Source document
But I do know that treating a disease for a lifetime is certainly more profitable than curing a disease.

Which is a major fault of for-profit health-care.

It is possible that if treating AIDS, for instance, weren't so damn profitable, pharma companies would have focused on a cure rather than treatments, and hell we might even have one by now.
 
The people that actually WORK on the cures don't make the money, the corporations do. I'm sure that the people that work on the cures and do the research are remunerated quite well, but I doubt they do it for the paycheck, they do it because it is what interests them.

The "maintaining disease" model is the organic equivalent of planned/intended obsolescence, an inferior gizmo/fix so that the churn continues. With every churn, taxes are taken out.
 
I don't know about the whole seeding diseases thing, seems a bit extreme...

But I do know that treating a disease for a lifetime is certainly more profitable than curing a disease.

Which is a major fault of for-profit health-care.

It is possible that if treating AIDS, for instance, weren't so damn profitable, pharma companies would have focused on a cure rather than treatments, and hell we might even have one by now.

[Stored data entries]

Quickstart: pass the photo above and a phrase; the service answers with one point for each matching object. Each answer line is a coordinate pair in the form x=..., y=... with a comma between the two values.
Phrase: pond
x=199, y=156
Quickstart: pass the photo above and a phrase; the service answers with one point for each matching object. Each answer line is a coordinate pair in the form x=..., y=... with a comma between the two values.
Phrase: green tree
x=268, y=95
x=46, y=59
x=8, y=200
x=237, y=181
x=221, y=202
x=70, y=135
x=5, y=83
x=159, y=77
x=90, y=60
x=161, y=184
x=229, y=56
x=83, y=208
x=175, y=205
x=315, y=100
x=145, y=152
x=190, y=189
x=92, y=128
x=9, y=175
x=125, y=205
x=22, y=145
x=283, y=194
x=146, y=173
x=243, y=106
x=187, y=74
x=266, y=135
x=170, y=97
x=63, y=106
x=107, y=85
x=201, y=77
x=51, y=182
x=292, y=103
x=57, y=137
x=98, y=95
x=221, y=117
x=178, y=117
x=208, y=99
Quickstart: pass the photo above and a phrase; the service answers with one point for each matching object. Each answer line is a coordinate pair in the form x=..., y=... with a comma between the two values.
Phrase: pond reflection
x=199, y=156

Task goal
Quote the passage on for-profit health care word for word, starting at "The people that actually" and ending at "a bit extreme...".

Exercise response
The people that actually WORK on the cures don't make the money, the corporations do. I'm sure that the people that work on the cures and do the research are remunerated quite well, but I doubt they do it for the paycheck, they do it because it is what interests them.

The "maintaining disease" model is the organic equivalent of planned/intended obsolescence, an inferior gizmo/fix so that the churn continues. With every churn, taxes are taken out.
 
I don't know about the whole seeding diseases thing, seems a bit extreme...